- [Work to complete] Exclude the pictures; give every entry again exactly as written.

====

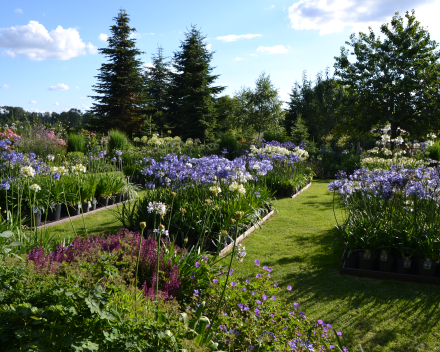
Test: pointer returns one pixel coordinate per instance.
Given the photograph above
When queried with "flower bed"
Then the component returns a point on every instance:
(392, 219)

====

- [Solution to the problem]
Test: pointer returns one pixel coordinate per instance.
Given the photograph above
When queried with "flower bed"
Then the component returns a point on every instance:
(392, 219)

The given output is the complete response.